▶ [TASK MATERIAL]
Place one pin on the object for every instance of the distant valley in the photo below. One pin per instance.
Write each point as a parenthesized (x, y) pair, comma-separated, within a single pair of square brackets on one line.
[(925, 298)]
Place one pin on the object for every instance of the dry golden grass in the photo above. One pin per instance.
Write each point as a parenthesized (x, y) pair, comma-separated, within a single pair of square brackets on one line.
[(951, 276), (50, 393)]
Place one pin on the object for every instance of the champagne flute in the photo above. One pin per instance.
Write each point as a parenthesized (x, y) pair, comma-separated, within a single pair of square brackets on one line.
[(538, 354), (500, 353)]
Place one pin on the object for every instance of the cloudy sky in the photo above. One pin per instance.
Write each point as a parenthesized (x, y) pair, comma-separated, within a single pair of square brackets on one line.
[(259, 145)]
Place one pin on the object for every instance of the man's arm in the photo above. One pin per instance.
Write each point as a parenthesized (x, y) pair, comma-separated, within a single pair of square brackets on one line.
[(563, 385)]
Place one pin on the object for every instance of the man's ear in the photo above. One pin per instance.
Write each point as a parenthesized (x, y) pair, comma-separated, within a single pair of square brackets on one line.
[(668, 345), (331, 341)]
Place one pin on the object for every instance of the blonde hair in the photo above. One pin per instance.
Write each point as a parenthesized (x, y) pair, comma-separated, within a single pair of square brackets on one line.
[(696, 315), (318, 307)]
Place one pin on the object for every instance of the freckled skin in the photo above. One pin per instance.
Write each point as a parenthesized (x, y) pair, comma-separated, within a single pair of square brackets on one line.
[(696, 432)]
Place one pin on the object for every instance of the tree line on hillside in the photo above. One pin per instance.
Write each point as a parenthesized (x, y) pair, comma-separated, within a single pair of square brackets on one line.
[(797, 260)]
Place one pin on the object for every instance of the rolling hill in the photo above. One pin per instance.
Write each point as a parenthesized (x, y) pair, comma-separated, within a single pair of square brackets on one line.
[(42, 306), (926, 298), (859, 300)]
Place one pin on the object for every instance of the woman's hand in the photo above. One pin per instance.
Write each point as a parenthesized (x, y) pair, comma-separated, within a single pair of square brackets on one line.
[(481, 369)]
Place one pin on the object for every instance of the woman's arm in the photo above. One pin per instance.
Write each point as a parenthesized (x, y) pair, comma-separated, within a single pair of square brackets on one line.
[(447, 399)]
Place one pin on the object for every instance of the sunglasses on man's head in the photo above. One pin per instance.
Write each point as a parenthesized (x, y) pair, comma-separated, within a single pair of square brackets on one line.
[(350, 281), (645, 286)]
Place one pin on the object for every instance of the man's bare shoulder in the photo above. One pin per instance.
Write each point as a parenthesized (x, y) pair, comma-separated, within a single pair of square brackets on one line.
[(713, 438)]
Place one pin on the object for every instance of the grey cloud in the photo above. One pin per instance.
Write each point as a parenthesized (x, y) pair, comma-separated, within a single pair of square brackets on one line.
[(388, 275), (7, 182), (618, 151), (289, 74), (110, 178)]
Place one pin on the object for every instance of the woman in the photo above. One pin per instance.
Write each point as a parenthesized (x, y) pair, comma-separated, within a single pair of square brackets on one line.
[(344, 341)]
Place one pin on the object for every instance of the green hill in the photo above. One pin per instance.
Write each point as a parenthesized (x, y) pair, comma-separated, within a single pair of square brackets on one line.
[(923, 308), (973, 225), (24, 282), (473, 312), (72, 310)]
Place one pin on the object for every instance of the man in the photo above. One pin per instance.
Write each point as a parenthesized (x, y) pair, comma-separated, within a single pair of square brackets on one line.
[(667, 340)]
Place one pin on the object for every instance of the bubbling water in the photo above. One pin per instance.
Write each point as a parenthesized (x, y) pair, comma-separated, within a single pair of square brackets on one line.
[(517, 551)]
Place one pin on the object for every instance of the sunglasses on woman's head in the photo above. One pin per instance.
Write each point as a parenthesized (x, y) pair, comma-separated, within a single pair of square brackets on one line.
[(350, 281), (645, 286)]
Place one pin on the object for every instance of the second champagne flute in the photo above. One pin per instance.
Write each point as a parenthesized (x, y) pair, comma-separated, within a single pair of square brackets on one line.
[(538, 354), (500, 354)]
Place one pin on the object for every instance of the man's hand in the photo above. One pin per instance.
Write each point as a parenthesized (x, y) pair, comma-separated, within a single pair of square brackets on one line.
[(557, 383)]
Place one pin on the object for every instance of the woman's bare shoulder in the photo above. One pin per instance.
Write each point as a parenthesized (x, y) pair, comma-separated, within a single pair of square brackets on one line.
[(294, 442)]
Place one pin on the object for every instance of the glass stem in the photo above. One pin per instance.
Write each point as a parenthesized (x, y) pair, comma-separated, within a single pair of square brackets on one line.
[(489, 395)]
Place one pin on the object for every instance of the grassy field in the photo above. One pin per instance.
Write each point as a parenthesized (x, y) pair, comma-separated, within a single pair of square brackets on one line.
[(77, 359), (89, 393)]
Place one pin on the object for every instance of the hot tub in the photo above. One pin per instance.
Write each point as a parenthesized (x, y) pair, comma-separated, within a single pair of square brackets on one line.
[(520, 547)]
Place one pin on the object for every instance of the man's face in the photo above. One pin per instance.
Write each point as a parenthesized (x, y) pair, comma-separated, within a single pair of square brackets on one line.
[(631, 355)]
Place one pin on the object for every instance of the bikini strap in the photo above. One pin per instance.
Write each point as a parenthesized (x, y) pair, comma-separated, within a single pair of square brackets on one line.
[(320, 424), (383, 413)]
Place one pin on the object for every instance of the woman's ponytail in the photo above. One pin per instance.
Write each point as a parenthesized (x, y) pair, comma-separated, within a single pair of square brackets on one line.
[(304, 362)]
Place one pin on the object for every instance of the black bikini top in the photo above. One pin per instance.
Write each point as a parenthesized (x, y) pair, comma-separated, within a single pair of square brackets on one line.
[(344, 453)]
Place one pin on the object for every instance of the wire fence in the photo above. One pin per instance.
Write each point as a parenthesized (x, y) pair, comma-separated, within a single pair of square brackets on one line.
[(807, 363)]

▶ [AIM] Copy out word for word the stretch of the records from the line containing "of the wire" through the end, with both of those ends included.

▶ [EXERCISE RESPONSE]
Place one pin on the object for every instance of the wire fence in the photo above. One pin per instance.
Write each point as a parenthesized (x, y) pair, comma-separated, within a single pair of square brackets on one line.
[(807, 363)]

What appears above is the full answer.